Top of Given records
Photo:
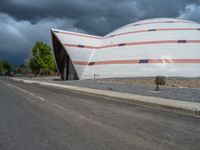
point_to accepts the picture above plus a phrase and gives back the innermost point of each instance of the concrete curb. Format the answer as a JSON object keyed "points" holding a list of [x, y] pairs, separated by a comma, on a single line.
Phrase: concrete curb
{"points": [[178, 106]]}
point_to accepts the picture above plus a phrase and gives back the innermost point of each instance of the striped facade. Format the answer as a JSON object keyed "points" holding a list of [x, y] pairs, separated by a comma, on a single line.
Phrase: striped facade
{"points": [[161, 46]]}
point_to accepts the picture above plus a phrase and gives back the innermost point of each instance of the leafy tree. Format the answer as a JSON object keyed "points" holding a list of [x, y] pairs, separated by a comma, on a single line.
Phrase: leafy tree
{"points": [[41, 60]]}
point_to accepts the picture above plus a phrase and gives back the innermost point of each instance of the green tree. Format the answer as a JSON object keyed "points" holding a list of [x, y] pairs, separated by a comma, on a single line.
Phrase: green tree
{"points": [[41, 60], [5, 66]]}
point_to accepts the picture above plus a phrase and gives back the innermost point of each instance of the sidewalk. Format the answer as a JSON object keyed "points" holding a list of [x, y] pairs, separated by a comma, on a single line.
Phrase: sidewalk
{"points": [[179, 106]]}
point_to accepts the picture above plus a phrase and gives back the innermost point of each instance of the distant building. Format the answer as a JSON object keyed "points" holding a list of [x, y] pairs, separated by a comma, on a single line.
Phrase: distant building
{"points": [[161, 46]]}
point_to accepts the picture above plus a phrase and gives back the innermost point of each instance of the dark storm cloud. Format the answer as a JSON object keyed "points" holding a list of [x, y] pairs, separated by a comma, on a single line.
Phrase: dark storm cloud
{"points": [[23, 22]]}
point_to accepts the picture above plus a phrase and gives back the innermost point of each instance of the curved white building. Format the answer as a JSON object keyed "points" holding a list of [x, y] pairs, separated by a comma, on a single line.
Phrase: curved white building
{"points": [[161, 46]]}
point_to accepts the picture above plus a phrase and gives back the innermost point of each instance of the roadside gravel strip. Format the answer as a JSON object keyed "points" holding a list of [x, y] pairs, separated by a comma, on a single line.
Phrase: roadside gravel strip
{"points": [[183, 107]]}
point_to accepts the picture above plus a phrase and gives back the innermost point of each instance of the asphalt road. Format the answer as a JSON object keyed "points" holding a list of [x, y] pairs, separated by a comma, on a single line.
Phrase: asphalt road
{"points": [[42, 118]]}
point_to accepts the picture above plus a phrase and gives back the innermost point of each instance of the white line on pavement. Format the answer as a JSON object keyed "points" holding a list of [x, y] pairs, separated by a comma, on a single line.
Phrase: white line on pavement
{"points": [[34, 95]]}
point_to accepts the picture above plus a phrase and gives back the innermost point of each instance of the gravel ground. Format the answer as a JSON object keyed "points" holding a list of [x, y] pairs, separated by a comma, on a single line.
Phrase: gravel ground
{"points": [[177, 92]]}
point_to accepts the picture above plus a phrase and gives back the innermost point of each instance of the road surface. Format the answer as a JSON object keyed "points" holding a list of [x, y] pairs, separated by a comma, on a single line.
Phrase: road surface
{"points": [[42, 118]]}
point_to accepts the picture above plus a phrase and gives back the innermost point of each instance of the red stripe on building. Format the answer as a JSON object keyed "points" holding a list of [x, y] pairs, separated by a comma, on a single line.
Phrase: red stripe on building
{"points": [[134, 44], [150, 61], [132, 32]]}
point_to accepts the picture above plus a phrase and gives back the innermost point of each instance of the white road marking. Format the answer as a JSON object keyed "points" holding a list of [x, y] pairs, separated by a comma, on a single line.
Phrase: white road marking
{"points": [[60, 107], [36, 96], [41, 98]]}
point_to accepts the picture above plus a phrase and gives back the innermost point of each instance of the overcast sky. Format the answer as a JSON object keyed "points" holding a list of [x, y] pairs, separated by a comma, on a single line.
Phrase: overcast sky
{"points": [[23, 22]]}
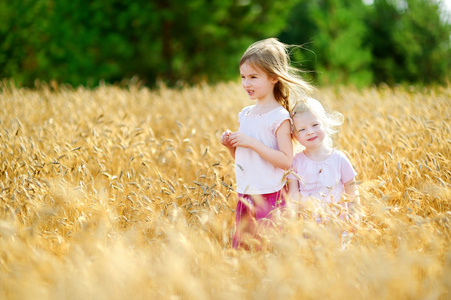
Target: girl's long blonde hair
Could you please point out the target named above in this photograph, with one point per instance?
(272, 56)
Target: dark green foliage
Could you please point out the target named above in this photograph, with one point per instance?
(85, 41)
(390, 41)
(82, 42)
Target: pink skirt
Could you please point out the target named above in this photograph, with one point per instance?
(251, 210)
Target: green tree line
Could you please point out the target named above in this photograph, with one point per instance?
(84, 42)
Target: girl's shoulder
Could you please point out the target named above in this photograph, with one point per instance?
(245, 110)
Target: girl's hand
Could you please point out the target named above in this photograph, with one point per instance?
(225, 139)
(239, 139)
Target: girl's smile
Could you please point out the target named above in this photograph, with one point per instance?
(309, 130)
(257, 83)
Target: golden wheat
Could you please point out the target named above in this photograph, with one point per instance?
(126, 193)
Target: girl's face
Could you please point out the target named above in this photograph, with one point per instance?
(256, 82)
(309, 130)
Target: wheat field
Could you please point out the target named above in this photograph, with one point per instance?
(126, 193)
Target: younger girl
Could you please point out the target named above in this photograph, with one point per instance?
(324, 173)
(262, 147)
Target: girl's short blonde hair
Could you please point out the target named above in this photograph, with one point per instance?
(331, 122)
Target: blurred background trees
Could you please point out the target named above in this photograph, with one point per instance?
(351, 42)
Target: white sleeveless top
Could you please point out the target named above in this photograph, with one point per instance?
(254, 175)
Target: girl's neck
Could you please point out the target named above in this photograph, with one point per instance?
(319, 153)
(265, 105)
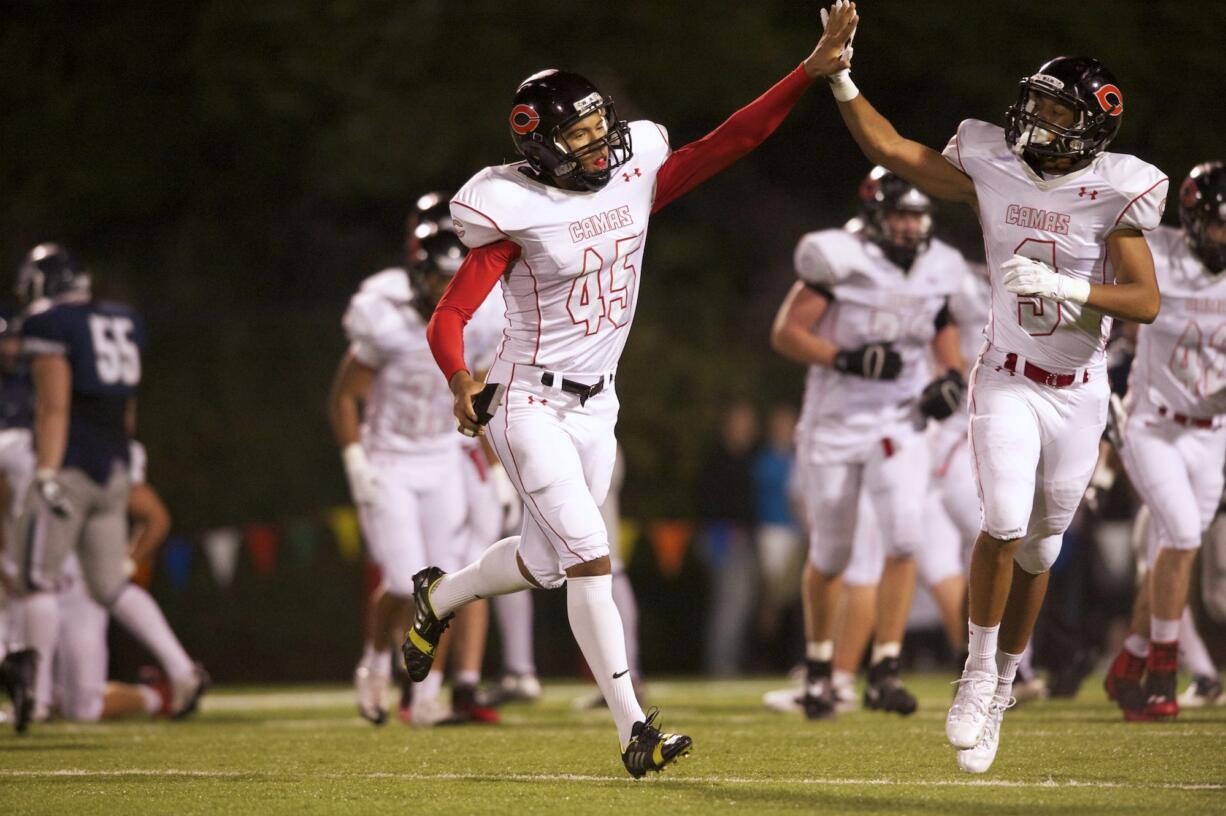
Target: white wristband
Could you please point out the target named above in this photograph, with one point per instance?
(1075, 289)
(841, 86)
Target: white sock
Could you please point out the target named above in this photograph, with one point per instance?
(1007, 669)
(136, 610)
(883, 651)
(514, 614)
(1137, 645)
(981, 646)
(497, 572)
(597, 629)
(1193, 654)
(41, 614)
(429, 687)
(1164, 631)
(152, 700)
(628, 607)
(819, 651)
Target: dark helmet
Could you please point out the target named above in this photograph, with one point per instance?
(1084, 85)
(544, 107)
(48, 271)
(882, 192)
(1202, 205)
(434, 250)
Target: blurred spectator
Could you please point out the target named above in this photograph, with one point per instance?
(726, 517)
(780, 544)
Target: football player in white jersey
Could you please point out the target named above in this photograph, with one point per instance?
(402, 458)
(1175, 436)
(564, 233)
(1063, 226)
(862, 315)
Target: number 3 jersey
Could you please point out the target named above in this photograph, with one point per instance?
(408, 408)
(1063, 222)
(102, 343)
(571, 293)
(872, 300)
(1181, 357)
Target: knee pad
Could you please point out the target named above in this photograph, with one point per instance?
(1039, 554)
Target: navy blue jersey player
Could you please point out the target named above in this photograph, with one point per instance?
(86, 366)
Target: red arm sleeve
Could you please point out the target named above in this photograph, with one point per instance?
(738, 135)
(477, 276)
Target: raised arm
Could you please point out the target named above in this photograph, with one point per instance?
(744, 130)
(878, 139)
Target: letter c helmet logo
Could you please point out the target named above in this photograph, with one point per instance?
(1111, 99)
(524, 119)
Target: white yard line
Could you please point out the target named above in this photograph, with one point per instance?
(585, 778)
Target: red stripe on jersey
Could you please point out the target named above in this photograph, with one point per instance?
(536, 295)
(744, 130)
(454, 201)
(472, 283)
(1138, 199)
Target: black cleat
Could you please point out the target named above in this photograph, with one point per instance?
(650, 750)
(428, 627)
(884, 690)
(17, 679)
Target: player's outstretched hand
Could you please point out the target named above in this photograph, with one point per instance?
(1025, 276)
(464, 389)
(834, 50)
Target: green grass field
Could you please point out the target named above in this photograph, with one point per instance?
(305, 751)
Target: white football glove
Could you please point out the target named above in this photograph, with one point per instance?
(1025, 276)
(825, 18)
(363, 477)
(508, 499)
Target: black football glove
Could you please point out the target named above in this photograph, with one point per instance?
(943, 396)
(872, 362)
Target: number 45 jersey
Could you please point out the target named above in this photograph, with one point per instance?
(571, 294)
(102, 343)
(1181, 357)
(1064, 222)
Bottom of Given records
Top of Given records
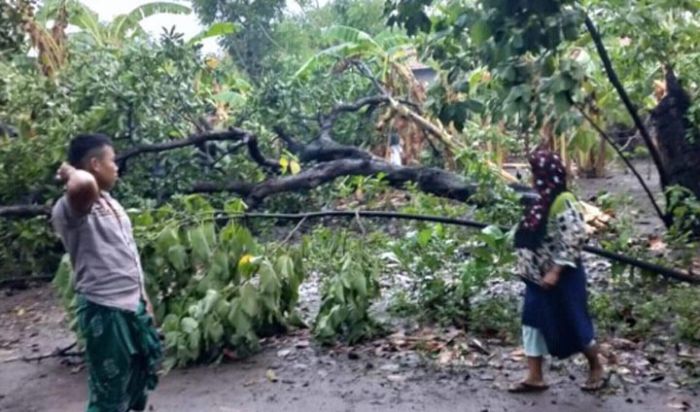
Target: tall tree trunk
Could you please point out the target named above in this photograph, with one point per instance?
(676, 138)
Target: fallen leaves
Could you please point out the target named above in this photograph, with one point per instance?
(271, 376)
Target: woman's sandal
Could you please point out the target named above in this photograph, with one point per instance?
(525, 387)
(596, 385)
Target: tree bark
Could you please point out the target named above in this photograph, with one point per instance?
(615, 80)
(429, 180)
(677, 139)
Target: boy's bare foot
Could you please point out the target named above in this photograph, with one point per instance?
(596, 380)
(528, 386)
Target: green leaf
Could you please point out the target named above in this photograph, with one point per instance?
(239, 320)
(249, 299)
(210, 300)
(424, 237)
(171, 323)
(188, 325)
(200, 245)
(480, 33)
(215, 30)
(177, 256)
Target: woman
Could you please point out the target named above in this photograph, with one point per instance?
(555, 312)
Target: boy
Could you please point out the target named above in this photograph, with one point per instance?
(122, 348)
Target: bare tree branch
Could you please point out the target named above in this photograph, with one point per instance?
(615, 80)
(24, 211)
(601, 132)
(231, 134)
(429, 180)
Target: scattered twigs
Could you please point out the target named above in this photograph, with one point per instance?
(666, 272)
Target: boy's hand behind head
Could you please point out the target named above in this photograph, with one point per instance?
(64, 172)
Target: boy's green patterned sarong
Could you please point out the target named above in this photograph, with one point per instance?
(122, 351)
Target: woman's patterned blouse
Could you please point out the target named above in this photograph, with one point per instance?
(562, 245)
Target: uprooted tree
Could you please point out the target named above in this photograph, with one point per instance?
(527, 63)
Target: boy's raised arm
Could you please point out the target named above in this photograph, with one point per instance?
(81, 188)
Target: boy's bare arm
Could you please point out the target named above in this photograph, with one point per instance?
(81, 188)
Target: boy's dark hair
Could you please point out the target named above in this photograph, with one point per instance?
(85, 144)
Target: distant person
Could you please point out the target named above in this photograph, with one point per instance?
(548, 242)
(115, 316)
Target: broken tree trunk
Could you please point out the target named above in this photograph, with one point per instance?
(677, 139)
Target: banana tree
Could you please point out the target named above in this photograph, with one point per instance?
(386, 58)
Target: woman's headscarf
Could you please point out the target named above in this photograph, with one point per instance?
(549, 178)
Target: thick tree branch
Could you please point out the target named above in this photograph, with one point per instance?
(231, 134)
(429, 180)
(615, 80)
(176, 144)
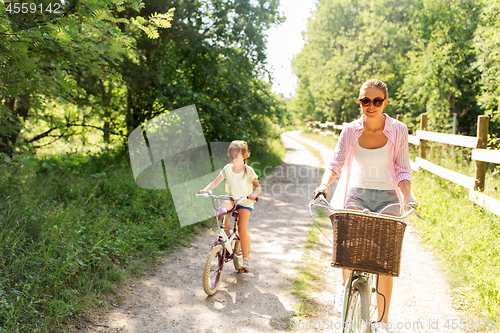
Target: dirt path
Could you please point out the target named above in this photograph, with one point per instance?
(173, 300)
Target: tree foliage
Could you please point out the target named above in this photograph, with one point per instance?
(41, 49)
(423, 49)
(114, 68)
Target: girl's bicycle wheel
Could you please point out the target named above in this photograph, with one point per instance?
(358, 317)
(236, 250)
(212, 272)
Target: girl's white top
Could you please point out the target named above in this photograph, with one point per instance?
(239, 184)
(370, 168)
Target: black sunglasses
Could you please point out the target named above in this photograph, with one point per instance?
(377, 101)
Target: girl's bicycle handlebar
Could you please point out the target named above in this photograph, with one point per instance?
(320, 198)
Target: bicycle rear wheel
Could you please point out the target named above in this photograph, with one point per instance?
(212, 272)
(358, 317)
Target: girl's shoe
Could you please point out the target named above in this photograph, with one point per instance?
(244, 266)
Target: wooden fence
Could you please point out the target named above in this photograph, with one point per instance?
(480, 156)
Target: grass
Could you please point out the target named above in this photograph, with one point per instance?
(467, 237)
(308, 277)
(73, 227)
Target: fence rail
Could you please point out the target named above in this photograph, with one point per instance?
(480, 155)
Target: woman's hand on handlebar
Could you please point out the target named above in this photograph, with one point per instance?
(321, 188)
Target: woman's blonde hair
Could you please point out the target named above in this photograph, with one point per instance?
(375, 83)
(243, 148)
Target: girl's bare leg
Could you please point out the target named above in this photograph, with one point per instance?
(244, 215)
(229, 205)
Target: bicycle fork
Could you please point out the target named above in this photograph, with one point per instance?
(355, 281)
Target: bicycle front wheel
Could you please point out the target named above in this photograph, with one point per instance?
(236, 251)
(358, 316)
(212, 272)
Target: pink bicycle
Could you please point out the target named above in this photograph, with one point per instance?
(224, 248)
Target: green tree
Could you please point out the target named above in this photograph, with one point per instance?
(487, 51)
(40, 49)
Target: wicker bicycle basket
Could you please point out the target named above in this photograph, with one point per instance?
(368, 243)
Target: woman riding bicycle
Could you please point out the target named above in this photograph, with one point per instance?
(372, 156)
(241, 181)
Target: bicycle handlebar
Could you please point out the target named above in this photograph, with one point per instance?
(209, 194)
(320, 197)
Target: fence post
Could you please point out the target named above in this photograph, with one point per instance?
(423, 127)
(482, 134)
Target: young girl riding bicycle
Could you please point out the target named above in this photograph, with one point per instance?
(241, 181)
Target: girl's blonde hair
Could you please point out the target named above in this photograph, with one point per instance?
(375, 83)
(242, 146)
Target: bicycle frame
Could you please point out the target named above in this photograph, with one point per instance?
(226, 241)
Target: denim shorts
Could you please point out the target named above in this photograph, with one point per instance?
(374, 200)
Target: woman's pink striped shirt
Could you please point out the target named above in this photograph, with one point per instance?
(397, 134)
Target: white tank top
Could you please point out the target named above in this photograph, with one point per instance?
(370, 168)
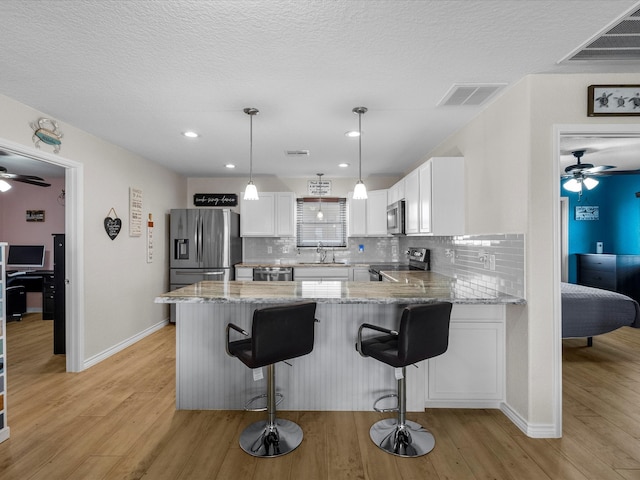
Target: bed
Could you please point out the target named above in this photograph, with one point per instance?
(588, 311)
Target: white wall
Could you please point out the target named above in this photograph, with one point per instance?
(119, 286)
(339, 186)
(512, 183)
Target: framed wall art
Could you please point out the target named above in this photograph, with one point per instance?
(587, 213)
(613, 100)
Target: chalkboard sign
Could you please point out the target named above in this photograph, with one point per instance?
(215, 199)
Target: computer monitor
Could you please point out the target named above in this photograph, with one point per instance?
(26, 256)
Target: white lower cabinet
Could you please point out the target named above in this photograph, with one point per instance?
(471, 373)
Bottom of Given records
Top of Given records
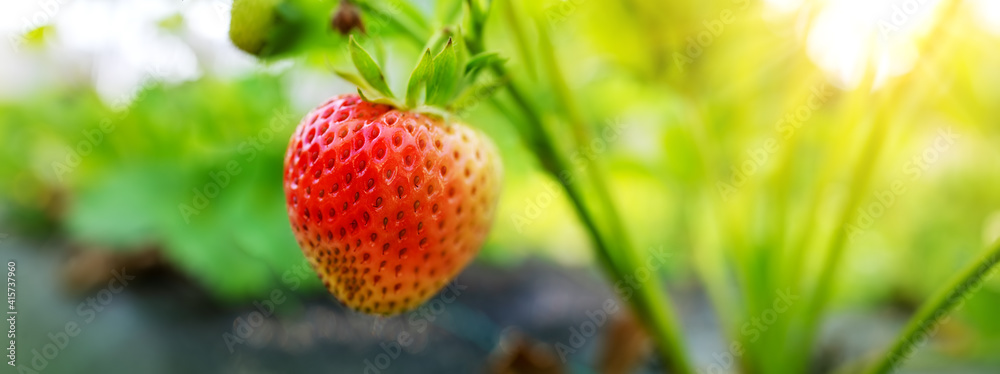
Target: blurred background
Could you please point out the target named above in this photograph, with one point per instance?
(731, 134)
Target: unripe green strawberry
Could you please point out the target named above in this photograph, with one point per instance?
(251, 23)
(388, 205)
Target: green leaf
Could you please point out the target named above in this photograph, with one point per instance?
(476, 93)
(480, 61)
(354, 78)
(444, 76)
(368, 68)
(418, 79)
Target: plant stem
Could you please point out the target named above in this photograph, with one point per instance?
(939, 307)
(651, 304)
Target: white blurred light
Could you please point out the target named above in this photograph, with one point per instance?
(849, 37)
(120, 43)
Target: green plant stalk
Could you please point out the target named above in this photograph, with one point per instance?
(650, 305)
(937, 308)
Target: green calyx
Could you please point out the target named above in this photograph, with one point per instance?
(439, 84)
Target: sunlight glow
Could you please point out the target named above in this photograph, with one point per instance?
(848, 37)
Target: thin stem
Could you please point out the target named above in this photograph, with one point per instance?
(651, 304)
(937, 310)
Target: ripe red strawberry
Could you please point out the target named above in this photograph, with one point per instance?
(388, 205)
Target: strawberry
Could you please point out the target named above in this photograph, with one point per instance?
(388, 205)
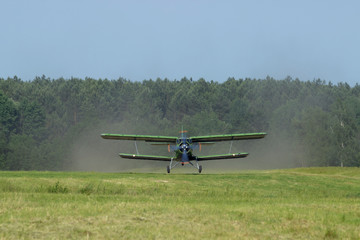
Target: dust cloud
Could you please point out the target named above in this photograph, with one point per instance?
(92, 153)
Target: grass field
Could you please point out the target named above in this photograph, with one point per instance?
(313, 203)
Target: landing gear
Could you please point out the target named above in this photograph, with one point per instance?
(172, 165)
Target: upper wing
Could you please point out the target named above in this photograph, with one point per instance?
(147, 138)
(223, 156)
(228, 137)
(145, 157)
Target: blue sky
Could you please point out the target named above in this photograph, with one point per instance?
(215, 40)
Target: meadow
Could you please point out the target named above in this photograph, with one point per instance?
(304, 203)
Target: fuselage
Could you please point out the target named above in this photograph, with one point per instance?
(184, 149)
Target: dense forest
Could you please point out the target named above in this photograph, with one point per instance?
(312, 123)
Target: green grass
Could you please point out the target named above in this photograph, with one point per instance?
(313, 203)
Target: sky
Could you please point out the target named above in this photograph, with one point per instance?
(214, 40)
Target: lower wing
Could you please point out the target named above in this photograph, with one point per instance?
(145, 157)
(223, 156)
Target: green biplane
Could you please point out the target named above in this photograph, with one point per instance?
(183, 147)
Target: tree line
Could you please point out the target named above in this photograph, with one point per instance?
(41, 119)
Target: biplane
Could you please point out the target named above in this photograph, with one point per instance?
Bottom of Given records
Aim of the exercise -
What you give back should be only the lines of the records above, starting at the line with "Target: dirt path" and ending at the line with "Target: girl's white top", restated word for word.

Response to this task -
Target: dirt path
Could you please point out the target named above in this photograph, with one point per instance?
(173, 300)
Target: tree foliage
Could you please point out the target named above in this photograph, with one point per instance?
(41, 49)
(423, 49)
(114, 68)
Target: girl's bicycle wheel
Could you please point out the target named above in this photograph, with one point per instance?
(358, 317)
(236, 250)
(212, 272)
Target: girl's white top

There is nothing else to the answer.